— START —

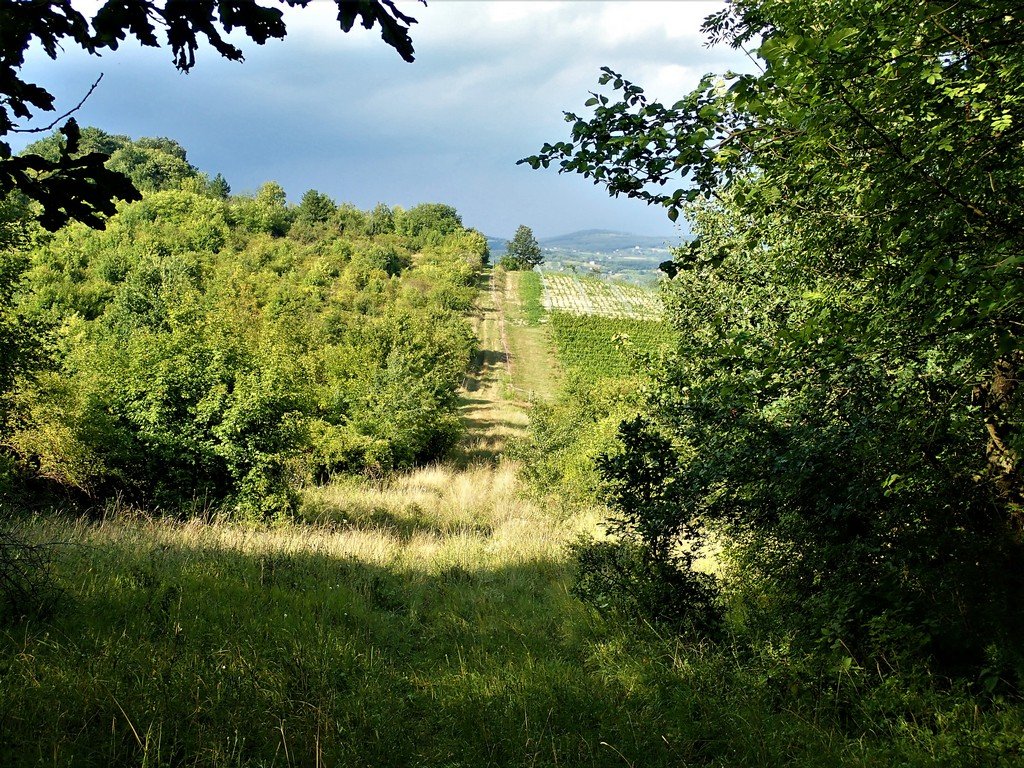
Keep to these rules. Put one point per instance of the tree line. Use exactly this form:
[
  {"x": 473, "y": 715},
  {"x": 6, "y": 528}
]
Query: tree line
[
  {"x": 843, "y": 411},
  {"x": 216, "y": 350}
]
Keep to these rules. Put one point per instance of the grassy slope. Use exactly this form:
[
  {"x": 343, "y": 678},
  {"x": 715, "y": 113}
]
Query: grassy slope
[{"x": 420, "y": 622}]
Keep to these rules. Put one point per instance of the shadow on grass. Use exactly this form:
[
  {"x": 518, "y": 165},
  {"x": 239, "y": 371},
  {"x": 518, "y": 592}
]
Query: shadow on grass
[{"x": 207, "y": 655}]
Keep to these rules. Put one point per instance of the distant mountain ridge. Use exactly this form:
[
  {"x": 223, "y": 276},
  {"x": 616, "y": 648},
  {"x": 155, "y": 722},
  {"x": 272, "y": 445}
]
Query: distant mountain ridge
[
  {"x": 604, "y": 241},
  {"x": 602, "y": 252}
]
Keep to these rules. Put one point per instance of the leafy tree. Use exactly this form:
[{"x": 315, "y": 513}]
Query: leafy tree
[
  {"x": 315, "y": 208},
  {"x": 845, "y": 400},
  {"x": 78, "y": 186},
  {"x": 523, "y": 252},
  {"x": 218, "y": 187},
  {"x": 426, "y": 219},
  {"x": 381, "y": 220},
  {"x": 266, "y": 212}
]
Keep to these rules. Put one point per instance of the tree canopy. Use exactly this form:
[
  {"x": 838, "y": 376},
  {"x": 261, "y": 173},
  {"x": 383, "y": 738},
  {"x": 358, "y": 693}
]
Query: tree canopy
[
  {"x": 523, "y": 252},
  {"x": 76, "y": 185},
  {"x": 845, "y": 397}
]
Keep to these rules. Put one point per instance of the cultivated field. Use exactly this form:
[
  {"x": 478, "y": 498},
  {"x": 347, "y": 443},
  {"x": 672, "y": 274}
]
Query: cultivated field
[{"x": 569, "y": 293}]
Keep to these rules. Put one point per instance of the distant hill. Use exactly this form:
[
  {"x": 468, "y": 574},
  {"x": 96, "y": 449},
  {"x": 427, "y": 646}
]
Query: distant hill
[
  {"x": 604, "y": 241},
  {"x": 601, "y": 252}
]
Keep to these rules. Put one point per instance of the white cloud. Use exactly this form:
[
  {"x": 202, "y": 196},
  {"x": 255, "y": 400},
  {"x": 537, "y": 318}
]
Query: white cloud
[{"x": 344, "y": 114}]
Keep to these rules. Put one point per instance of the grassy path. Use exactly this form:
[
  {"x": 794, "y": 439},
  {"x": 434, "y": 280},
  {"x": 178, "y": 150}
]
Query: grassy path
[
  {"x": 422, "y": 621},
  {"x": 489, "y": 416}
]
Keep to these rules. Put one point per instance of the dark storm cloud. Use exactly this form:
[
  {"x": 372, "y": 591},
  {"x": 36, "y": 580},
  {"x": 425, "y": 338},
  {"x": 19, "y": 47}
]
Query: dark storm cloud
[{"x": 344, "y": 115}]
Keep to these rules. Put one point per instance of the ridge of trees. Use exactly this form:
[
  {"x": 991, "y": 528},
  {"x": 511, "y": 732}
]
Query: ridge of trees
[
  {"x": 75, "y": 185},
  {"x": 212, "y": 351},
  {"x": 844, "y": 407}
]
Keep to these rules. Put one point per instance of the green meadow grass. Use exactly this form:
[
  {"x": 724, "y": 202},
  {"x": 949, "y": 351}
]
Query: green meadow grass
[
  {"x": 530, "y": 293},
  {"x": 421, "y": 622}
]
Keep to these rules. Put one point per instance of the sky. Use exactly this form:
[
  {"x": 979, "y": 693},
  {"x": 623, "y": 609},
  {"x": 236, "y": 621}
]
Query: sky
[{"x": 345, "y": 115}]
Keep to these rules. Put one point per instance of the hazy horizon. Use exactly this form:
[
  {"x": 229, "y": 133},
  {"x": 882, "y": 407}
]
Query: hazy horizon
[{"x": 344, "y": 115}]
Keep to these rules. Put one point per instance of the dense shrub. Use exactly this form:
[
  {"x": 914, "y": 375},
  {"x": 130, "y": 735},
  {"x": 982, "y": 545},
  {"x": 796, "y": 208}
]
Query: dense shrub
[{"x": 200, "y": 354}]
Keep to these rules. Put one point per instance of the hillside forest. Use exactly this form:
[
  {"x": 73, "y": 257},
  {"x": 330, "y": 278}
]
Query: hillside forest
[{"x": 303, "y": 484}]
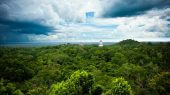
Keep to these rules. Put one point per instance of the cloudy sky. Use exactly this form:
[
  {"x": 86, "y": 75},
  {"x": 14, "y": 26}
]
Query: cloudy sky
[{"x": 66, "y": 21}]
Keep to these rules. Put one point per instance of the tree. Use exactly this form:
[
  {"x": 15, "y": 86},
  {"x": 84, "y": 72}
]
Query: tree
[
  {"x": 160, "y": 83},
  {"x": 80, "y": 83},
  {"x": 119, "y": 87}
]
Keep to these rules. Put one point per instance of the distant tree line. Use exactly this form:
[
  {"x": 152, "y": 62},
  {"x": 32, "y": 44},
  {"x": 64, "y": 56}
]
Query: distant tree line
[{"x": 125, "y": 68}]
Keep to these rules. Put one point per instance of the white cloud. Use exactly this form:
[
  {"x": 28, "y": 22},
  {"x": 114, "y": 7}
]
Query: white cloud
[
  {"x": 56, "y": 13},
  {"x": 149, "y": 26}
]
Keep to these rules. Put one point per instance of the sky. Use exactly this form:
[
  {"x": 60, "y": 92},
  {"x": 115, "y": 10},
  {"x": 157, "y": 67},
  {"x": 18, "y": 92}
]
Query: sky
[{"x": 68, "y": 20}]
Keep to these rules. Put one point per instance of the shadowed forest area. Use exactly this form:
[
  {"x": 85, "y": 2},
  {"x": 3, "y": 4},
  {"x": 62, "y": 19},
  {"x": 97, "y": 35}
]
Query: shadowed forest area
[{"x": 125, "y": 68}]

— END —
— START —

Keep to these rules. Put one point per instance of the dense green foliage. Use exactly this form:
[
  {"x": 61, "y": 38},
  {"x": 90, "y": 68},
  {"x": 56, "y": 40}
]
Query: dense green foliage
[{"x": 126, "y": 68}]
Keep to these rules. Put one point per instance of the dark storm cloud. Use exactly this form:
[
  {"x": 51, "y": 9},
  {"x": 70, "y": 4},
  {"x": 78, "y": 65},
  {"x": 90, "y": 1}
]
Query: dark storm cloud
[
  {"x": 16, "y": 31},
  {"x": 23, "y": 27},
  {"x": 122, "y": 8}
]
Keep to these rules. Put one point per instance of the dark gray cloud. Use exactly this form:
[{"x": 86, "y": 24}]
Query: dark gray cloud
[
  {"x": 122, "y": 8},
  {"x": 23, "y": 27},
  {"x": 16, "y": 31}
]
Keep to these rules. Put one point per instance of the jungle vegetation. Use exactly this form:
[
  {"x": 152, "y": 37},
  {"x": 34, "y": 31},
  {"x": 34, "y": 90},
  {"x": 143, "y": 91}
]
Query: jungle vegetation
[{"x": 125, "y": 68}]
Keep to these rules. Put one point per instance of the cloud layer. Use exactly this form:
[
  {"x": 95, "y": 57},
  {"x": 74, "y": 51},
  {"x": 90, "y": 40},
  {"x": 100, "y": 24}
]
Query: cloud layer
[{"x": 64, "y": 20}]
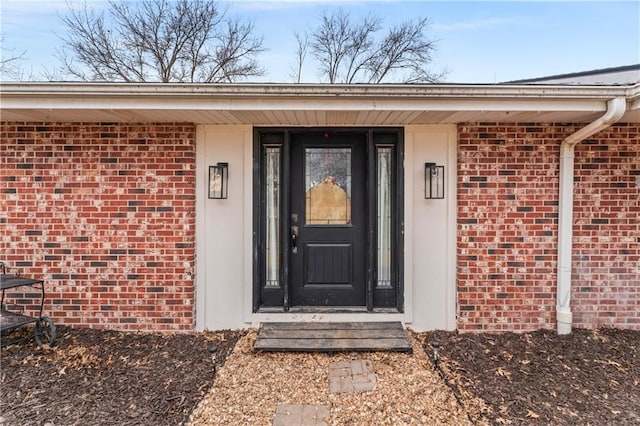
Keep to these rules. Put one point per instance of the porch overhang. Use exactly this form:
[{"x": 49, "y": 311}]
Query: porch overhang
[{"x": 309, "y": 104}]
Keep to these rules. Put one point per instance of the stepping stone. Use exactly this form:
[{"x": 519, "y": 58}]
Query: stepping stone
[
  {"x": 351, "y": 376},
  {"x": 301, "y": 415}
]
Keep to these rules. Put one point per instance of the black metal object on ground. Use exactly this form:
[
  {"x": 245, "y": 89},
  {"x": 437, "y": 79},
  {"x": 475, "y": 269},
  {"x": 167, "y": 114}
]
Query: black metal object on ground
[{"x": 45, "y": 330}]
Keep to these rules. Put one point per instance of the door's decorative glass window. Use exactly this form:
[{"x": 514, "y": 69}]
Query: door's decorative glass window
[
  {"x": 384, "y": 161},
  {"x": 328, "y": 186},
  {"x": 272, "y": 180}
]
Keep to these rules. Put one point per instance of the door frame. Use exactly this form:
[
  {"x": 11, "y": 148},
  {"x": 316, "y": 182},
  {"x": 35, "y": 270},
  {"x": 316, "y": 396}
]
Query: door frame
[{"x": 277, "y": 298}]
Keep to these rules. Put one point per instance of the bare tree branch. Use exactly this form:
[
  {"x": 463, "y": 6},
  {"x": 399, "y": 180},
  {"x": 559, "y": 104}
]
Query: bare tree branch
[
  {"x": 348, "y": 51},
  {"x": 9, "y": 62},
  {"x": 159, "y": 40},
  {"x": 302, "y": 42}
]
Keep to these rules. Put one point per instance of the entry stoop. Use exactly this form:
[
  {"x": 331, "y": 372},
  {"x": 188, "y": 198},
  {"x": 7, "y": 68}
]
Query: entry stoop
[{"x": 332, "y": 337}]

— END —

List every line of the material above that contains the word "mountain", matching case exactly.

### RESULT OF THE TASK
Keep to these rules. Put one point per instance of the distant mountain ridge. Use exactly this form:
Query: distant mountain ridge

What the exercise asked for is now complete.